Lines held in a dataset
··········
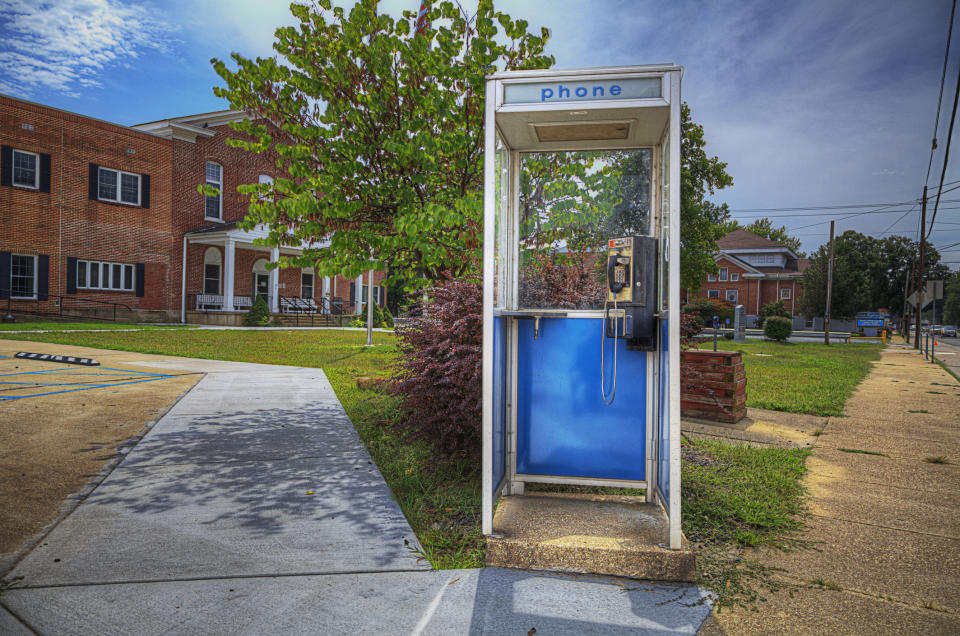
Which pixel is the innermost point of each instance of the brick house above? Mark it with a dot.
(755, 271)
(93, 213)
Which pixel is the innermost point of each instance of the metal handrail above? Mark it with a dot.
(60, 305)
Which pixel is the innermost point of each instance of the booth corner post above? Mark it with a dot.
(549, 353)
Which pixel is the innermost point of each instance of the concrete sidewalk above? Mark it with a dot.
(885, 518)
(252, 507)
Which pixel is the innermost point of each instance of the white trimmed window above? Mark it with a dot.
(213, 204)
(23, 276)
(101, 275)
(26, 169)
(118, 186)
(306, 284)
(211, 271)
(266, 179)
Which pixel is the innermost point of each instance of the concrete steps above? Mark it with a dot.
(596, 534)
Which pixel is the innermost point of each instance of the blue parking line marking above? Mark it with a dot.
(80, 385)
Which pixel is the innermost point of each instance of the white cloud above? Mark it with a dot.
(64, 44)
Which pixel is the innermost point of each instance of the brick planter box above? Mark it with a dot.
(713, 385)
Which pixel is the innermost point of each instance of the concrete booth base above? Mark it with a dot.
(596, 534)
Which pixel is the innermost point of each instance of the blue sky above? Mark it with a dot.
(810, 103)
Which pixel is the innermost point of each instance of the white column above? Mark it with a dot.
(229, 259)
(274, 281)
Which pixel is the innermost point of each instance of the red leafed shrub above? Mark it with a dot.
(439, 375)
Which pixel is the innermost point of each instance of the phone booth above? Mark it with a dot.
(581, 329)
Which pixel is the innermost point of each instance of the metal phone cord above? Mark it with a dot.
(603, 341)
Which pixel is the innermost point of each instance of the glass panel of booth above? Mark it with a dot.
(570, 204)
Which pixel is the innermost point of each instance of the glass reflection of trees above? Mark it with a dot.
(571, 203)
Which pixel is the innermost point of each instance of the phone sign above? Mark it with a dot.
(582, 91)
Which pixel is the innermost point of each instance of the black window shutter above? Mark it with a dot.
(140, 276)
(43, 276)
(71, 275)
(94, 176)
(4, 274)
(44, 173)
(144, 191)
(6, 166)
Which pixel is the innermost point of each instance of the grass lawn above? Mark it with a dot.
(735, 498)
(73, 326)
(802, 377)
(440, 496)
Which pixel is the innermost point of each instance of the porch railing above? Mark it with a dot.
(68, 308)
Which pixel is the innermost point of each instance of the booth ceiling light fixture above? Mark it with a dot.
(583, 132)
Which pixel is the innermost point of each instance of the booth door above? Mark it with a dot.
··········
» **Do this**: Rewrite the lines from the one containing "railing above? Mark it with a dot." through the last line, changing "booth door" to "booth entrance" and leaving everything else unchanged.

» **Worked solution**:
Which pixel is the innermost point of each instance of the porch railing above? Mark it with a dot.
(68, 308)
Which pixel is the innermost point of each instance of the booth ceiling light fixture above? Mark it with a dot.
(583, 132)
Which pixel is the innermost point of each instance of the booth entrance above? Mark it with a dot.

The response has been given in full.